## Supplied records
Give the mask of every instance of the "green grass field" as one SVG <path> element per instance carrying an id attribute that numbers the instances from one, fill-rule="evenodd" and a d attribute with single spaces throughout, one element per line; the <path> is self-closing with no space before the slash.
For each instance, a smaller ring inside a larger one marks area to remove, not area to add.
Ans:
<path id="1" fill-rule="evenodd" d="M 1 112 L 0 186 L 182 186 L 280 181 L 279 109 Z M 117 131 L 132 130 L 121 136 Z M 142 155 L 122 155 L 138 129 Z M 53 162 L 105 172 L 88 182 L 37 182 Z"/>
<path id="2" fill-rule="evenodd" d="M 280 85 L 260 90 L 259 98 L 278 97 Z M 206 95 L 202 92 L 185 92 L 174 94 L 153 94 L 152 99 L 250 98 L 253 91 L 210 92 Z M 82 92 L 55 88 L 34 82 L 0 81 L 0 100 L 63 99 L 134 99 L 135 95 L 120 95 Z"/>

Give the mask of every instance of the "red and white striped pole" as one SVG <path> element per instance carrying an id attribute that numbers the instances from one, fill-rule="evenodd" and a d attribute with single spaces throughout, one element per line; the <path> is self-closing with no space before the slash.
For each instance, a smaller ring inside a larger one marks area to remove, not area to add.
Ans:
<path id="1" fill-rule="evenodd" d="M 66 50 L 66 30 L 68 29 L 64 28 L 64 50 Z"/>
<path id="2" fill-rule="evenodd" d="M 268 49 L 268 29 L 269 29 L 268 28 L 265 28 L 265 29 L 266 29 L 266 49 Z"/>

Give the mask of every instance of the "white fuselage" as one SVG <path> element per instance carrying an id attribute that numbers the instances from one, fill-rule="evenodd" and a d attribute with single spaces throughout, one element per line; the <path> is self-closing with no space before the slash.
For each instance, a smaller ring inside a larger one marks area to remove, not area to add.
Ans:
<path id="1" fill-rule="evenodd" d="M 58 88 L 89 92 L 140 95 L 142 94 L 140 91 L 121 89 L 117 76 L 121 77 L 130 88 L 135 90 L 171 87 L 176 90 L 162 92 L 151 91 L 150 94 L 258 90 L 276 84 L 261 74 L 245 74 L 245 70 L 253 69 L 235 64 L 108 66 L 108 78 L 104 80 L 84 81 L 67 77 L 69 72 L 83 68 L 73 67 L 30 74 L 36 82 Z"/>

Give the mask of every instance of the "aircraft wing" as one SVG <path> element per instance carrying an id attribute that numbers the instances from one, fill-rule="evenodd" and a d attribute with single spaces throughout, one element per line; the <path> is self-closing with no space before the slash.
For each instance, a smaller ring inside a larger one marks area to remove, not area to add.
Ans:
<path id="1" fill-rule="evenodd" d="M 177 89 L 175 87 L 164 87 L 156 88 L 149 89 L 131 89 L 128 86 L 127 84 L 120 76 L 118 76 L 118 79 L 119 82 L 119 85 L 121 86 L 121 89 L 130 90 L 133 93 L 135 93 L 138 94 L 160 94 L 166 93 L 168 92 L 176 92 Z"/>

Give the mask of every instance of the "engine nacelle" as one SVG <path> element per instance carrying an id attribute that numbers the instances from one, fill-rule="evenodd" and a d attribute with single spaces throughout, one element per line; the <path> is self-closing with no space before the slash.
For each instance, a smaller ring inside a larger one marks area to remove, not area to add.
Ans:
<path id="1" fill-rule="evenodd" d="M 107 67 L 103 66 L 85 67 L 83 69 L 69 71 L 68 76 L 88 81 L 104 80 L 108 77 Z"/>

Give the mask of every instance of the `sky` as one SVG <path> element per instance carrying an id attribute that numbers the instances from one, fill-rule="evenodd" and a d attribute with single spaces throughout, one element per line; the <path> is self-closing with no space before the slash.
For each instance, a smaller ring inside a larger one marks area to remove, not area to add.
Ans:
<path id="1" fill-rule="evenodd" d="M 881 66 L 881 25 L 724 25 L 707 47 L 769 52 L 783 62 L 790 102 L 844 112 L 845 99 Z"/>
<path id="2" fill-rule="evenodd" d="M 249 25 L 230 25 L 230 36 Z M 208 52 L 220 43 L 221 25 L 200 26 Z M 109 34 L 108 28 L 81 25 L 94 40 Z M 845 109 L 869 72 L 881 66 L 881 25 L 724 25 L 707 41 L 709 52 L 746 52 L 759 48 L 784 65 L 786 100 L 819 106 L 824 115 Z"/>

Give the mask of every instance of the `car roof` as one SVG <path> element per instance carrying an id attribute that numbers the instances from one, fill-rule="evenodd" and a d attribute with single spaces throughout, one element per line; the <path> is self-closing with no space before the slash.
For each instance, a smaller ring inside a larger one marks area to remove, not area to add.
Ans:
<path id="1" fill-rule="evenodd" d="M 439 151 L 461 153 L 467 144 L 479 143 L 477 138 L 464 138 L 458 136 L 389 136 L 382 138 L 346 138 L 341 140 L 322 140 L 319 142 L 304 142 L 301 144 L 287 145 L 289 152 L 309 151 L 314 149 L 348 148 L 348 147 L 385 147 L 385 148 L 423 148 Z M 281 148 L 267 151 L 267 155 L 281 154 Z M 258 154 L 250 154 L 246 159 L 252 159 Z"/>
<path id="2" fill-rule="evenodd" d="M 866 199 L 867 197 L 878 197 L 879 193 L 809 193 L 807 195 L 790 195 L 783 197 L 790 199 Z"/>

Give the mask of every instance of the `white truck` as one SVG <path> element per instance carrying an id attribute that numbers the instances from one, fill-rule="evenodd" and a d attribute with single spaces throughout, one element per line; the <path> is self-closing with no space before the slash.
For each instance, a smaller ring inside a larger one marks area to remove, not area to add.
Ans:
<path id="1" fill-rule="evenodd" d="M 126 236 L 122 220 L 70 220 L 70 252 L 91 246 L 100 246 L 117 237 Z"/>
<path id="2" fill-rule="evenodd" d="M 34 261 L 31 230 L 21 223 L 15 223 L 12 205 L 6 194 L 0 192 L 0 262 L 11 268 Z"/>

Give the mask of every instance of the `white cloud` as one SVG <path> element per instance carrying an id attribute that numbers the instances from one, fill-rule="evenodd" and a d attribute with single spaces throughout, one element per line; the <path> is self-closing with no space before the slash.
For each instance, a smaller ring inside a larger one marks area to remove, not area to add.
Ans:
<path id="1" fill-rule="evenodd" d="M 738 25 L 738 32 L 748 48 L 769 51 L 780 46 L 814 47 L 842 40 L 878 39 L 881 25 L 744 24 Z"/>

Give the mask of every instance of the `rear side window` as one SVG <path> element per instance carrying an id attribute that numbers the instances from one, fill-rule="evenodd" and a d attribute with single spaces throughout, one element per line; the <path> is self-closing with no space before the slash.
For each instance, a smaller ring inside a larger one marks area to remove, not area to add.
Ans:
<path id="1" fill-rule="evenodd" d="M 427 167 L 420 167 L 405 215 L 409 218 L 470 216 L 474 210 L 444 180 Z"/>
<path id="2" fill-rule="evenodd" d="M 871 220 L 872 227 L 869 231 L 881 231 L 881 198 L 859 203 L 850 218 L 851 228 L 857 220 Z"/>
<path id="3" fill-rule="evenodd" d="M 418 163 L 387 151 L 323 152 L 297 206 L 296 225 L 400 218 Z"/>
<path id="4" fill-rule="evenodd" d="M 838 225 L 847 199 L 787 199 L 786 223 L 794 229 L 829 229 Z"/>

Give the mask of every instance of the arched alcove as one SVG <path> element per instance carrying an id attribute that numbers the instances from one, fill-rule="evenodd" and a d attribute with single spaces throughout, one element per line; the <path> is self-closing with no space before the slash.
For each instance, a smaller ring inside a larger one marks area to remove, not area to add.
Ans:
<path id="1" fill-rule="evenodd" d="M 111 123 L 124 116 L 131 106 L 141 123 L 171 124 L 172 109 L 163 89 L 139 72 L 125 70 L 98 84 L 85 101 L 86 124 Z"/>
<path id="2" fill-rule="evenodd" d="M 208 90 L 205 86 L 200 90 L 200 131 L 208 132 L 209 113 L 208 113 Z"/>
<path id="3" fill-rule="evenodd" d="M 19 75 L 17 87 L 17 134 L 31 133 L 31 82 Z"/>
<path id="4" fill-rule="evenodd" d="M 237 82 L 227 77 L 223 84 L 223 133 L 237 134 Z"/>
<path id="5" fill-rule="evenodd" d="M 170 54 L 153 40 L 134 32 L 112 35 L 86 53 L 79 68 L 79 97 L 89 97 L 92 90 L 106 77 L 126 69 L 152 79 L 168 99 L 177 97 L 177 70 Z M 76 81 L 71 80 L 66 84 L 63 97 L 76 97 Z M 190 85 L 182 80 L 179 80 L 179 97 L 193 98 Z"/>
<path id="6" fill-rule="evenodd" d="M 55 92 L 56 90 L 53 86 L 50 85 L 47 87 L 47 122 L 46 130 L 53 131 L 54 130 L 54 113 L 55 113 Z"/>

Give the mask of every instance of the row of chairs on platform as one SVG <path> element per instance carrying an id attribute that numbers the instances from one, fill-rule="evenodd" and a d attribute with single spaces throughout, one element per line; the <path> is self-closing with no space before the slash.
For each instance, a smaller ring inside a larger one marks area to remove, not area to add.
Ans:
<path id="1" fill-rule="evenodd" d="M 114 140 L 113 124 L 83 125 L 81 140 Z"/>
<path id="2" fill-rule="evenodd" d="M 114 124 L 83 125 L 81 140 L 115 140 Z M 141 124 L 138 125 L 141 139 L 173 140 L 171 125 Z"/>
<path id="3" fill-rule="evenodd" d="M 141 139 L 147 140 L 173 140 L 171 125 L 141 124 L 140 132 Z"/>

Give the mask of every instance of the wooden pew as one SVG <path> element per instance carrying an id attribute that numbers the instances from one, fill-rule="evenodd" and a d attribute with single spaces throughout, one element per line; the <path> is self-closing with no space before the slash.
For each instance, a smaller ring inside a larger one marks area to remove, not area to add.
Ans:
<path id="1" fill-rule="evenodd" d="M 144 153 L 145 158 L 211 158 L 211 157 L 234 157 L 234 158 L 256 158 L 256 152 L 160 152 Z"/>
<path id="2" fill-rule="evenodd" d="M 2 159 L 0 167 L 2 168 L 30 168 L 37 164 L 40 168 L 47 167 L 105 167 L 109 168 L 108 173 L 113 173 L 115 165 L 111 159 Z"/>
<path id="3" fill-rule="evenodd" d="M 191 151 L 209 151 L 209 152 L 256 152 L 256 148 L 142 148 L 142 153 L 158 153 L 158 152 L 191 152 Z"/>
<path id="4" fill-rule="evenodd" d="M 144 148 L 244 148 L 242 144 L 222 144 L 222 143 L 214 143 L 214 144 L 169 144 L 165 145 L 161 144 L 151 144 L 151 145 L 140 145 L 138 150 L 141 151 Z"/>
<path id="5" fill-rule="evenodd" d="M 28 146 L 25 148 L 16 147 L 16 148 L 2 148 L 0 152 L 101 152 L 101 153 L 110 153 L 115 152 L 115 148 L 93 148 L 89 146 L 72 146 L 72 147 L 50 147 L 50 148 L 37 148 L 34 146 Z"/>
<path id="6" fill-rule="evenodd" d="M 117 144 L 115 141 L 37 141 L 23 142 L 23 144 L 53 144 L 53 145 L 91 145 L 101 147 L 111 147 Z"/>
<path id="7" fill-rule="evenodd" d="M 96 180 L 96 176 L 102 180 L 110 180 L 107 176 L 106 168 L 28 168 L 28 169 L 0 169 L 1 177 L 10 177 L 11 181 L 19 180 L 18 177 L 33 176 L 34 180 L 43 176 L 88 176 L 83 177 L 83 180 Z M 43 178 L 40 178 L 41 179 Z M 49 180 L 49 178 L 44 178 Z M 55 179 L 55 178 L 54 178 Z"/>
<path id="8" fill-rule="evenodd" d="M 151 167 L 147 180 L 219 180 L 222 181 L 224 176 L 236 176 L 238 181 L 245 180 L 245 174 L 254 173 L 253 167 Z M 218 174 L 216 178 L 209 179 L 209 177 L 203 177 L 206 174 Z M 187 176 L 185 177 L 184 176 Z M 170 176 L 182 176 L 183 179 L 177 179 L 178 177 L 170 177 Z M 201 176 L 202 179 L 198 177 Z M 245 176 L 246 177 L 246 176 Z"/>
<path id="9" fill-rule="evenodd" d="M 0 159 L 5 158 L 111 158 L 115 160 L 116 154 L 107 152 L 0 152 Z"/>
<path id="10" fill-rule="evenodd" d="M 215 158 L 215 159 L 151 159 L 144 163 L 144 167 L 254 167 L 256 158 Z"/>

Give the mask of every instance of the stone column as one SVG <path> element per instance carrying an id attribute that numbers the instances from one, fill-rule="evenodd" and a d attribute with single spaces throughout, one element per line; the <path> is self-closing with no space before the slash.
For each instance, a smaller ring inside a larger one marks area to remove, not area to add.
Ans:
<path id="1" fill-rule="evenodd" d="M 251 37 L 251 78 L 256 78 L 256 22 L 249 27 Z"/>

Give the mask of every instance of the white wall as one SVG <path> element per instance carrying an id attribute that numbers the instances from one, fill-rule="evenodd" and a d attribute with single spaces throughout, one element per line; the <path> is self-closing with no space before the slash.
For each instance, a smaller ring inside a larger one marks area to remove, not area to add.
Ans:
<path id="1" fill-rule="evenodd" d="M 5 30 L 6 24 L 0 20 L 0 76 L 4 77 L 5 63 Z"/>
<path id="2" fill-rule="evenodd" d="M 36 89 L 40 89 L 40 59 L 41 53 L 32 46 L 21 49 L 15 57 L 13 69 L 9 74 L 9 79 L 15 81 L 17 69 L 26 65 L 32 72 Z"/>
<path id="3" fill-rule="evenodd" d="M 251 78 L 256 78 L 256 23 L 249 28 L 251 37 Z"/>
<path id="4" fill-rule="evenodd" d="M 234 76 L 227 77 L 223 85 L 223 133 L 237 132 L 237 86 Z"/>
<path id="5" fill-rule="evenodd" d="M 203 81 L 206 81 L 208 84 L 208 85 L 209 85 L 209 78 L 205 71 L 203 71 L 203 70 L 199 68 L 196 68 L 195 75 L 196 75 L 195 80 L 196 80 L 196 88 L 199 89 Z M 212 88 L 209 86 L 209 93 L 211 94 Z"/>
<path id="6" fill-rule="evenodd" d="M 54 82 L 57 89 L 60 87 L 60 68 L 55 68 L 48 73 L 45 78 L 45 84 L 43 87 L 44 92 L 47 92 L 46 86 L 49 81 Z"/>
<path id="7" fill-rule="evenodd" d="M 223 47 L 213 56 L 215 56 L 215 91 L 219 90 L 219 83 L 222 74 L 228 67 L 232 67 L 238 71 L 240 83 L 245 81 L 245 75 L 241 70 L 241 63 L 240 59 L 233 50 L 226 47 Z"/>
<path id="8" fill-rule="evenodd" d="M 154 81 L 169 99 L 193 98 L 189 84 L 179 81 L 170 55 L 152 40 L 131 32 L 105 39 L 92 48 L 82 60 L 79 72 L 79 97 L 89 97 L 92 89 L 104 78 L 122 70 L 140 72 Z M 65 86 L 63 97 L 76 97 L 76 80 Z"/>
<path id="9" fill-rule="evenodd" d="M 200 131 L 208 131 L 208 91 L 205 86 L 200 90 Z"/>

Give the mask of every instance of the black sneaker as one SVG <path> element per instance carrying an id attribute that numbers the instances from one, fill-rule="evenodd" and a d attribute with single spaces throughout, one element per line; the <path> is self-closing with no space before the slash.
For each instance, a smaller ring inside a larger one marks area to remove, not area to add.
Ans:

## Challenge
Recast the lines of the material above as a Markdown table, starting at the line that contains "and white striped" and ending at the line that contains "89 92 L 140". Put a row number in a column headed "Row" and the line in a column headed "Line", and skip blank lines.

## Correct output
| Row | Line |
|---|---|
| 1 | Give the mask of every instance of the "red and white striped pole" as one SVG <path> element per instance carrying an id attribute that numbers the instances from one, fill-rule="evenodd" and a d attribute with single spaces throughout, one element per line; the <path> is self-closing with no space before the slash. |
| 2 | For each instance, a smaller ring inside a larger one marks area to remove, not area to add. |
| 3 | Ans: |
| 4 | <path id="1" fill-rule="evenodd" d="M 66 50 L 66 30 L 68 29 L 64 28 L 64 50 Z"/> |
| 5 | <path id="2" fill-rule="evenodd" d="M 268 49 L 268 29 L 269 29 L 268 28 L 265 28 L 265 29 L 266 29 L 266 49 Z"/> |
| 6 | Give the mask of every instance of the "white fuselage" as one SVG <path> element per instance carrying an id attribute that numbers the instances from one, fill-rule="evenodd" and a d attribute with single spaces throughout, one element per line; the <path> is self-closing with no space before the slash. |
| 7 | For each instance, a smaller ring inside a larger one marks area to remove, not area to add. |
| 8 | Ans: |
| 9 | <path id="1" fill-rule="evenodd" d="M 58 88 L 89 92 L 140 95 L 142 94 L 140 91 L 121 89 L 117 76 L 121 77 L 130 88 L 135 90 L 171 87 L 176 90 L 162 92 L 151 91 L 150 94 L 258 90 L 276 84 L 261 74 L 245 74 L 245 70 L 253 69 L 235 64 L 108 66 L 108 78 L 104 80 L 84 81 L 67 77 L 69 72 L 83 68 L 73 67 L 30 74 L 36 82 Z"/> |